** Start of DOCUMENT SEGMENT **

In October of 2009, Corporate Financing Week in the article ’Prudential Sale Heralds Sea Change In S. Korean Financial Sector‘ took a closer look at the ramifications of the Prudential sale -

Standing alone, the announcement that Prudential is mulling the sale of its investment and fund management units in South Korea represents nothing more than an international firm shedding its non-core assets in the wake of an economic downturn.

However, upon digging a little deeper, it seems the move by the US’s second biggest life insurer is just the tip of the iceberg; lifting the lid on a glut of potential deals in the pipeline. It seems the South Korean financial sector is starting to resemble something of an auction house.

So, why is the firm selling off its profitable businesses in the country’s $300USbn per annum asset management sector?

Well, a new capital market law brought into effect in February gave brokerage companies a larger scope for their operations, allowing banks and securities firms to engage in each other’s businesses.

This financial deregulation has made securities companies more attractive for financial and non-financial companies alike, and furthermore it has given way to a wave of new entrants into the sector, creating an arena where more than 100 firms now compete.

… the impending sale of Seoul-based Prudential Investment & Securities and Prudential Asset Management, is expected to help fuel M&A activity in the local brokerage sector. Industrial majors are busy seeking out opportunities to either enter or strengthen their presence in the financial industry in a move which is set to restructure South Korea’s financial landscape.

** End of DOCUMENT SEGMENT **
** Start of ITEMS **

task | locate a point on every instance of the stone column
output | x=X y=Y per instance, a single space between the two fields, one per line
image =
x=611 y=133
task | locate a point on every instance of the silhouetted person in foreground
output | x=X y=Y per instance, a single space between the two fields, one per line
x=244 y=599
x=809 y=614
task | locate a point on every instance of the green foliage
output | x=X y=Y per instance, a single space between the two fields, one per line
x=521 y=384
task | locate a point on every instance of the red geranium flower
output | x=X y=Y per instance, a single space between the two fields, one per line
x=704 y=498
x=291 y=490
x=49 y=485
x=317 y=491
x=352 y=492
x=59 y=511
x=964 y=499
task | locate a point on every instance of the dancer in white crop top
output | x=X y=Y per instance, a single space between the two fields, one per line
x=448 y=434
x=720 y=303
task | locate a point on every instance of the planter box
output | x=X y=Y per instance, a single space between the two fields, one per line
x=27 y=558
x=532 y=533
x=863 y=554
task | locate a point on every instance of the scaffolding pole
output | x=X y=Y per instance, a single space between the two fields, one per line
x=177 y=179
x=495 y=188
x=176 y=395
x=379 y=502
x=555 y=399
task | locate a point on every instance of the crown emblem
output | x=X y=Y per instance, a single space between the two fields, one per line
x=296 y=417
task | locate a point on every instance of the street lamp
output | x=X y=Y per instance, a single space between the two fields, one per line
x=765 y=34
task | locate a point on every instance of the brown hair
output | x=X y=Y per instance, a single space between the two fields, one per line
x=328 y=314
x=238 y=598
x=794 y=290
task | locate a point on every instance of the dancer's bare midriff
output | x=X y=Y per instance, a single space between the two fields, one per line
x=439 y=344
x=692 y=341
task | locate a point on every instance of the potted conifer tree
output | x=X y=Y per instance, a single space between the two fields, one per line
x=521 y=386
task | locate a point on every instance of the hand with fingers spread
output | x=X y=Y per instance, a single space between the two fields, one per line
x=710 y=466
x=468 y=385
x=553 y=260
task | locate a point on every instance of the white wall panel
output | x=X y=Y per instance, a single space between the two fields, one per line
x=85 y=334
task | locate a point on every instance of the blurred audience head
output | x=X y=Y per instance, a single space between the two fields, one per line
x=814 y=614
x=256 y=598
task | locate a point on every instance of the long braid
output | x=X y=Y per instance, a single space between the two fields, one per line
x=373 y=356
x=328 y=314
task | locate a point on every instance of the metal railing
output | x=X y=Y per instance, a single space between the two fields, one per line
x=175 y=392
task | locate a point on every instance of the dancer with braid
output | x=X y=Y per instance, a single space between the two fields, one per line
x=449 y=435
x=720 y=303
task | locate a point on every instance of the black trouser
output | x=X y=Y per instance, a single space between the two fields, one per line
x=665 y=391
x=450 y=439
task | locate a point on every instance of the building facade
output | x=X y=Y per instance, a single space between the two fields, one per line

** End of ITEMS **

■ WHAT THE EXERCISE ASKS: Transcribe the text on the Prudential sale in South Korea from "However, upon digging" up to and including "each other’s businesses.".

■ TASK SOLUTION:
However, upon digging a little deeper, it seems the move by the US’s second biggest life insurer is just the tip of the iceberg; lifting the lid on a glut of potential deals in the pipeline. It seems the South Korean financial sector is starting to resemble something of an auction house.

So, why is the firm selling off its profitable businesses in the country’s $300USbn per annum asset management sector?

Well, a new capital market law brought into effect in February gave brokerage companies a larger scope for their operations, allowing banks and securities firms to engage in each other’s businesses.